## Selection
- - -
Great Bungs of Fire!!!

Posted in Dad

If you’ve spent any time chopping up chiles you’re probably more than familiar with the nifty effect thre residue has when transferred from your fingers to other body parts. Like your eyes or – if you drink lots of coffee while cooking and have to pee after slicing hot peppers – your testicles. It tingles. It irritates. It stings, then burns and sends you screeching across the kitchen trying to turn the blowtorch off your eyes and get the molten lead off your nuts…

 

   That magic comes form the nasty little chemical capsaicinC18H27NO3,  for those who like to talk in letters and subscripts – contained largely in the seed and pith of chiles. The fun heat it brings to our mouths in food becomes a horror when applied to other mucous membranes or sensitive swaths of skin.  What is one to do? Well, you could keep your fingers out of your eyes and off your privates, dummy. You could wear gloves when preparing chiles but that’s something that this dummy here has never done. So you just need to get your paws clean before they wander off to different regions of your anatomy.

 

   Soap is the obvious choice but it turns out to be a weak one. The pernicious capsaicin lingers after several scrubs with ordinary hand soap. Liquid dish soap does a better job but you really need something acidic to get the crap off your fingers. Rubbing your hands with a lemon or lime slice seems to be the best trick I’ve learned. And vinegar comes in handy when you’re out of citrus. Windex works too and leaves you crystal clear, streak-free thumbs.

 

   There you have it, problem solved. Unless, of course, that chile essence winds up somewhere it really shouldn’t go…

 

   Since he could stand up on a chair, my boy Jack has always loved cooking with me. By two he even knew the difference among peppers – loved to snack on red bells, was always willing to take a nibble off the end of a jalapeño and that the tiny little Thai chiles Dad likes are better just for looking at.  He was also decent at paying attention to warnings, as much as any tyke can be. He wouldn’t touch pans on the stove – as long as I was there to remind him. But the only way a toddler finally gets the distinction between the heat he can feel in the air and an actually burn is to try picking a blueberry pancake right off the skillet. You gotta stay close to the action when your kids are in the kitchen.
- - -
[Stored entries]
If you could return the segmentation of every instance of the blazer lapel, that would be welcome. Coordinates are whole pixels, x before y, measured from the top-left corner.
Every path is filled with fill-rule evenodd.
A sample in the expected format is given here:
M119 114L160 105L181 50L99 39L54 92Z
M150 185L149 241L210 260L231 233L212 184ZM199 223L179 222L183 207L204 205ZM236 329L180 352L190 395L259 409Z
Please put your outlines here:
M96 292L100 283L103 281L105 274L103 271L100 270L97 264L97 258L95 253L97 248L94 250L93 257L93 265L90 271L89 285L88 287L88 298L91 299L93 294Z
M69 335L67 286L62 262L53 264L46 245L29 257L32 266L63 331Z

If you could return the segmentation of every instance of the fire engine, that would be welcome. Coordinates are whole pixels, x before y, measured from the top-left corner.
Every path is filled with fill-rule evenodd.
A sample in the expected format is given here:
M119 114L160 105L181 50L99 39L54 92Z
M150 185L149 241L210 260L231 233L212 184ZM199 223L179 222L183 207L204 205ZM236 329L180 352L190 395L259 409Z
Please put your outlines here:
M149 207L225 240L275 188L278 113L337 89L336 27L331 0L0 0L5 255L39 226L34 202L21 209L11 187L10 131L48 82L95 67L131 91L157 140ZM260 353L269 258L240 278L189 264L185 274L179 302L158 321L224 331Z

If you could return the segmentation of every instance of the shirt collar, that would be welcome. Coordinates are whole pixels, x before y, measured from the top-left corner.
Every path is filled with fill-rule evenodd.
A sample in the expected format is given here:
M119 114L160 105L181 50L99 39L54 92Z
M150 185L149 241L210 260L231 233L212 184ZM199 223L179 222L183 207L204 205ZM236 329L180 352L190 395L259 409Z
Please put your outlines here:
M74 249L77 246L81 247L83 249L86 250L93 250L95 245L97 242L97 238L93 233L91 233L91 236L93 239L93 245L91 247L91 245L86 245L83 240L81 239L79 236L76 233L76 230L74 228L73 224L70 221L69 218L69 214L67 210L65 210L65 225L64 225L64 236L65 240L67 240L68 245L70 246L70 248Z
- - -
## Problem to work on
Carry on the blog post about getting chile residue off your fingers, starting right after its final sentence.

## Reply to the task
   So one swell spring day at our apartment in Somerville I was making a tomatillo salsa while Jacko trotted bare-assed around the joint (He was 2½ and potty training). He pushed a chair over to the counter to watch the process.

 

“Are those chiles, Daddy?”

 

“Yep, they are Bub – they’re Serrano chiles”

 

“Ohhh. Schwanno chiles are hot.”

 

   See? He got it. I was done chopping them so I went to the fridge for a lemon – had to get the residue off just in case there was some bum wiping to be done soon. In the meantime Jack started playing with the pile of chiles.

 

“Whoa, Jacko! Be careful now, pal. Do not touch your eyes or your nuts – the chile juice will burn them. I’ll clean your hands in just a sec…”

 

   He stood there pondering the possible painful effects his fingers had acquired as I rubbed a lemon chunk over my hands. Perched on a chair with nothing but his favorite shark t-shirt I chuckled inside, Boy wouldn’t it suck if he put his fingers in his ass…

 

   Which, naturally, he did.  Whether he’d taken some extrasensory cue from me or just had a sudden insistent itch I was frozen in terror over what he did nimbly and quickly. His left hand reached back to pull one cheek aside while he dug his right index finger into his poop-chute.  Oh my fucking lord, we’re in goddamned trouble now. I was in a deep panic over what to do before it hit him. It took a few seconds for his expression to go from puzzled to deeply anguished. The screaming started and I had new, challenging mission in my life as a parent. I had to quell the flames in his ass and I had to do it in a hurry.

 

   I rinsed my hands fast and looked at the lemon. No freaking way. If things got bad I’d have a tough enough time explaining chiles in my kid’s bum to an EMT, let alone a big squeeze of citric acid in there. What the hell was I going to do? Take him outside and put a hose in his rectum? His face had gone purple in agony while I raced into his room looking for some sort of balm. Diaper rash cream? Probably do very little. Vaseline? Probably make it worse. There didn’t seem to be anything with hydrocortisone in it – not that I knew that a steroid cream would help. Boy was I ever fucked and my son was feeling the same way a hundred times over. And then I spotted something…Baby Anbesol. Teething ointment! I could numb his little pucker until the residue  was taken care of by his body.

 

 

   I put a big squeeze of the junk on my finger, pushed it up his bung and smeared the rest around his reddened ravine. The lidocaine smothered the flames as quickly as the capsaicin had set them.  Jack calmed down and gave me one of those giant sighs you hearfrom firefighters after putting out a five-alarm blaze.“Wheeeeewww! Daddy, I don’t ever want to touch schwannos again…”

 Lemons for your hands. Windex for your balls. Water, or saline solution, for the eyes. And always keep a tube of Anbesol around just in case a Habanero winds up in somebody’s ass. Because you never know….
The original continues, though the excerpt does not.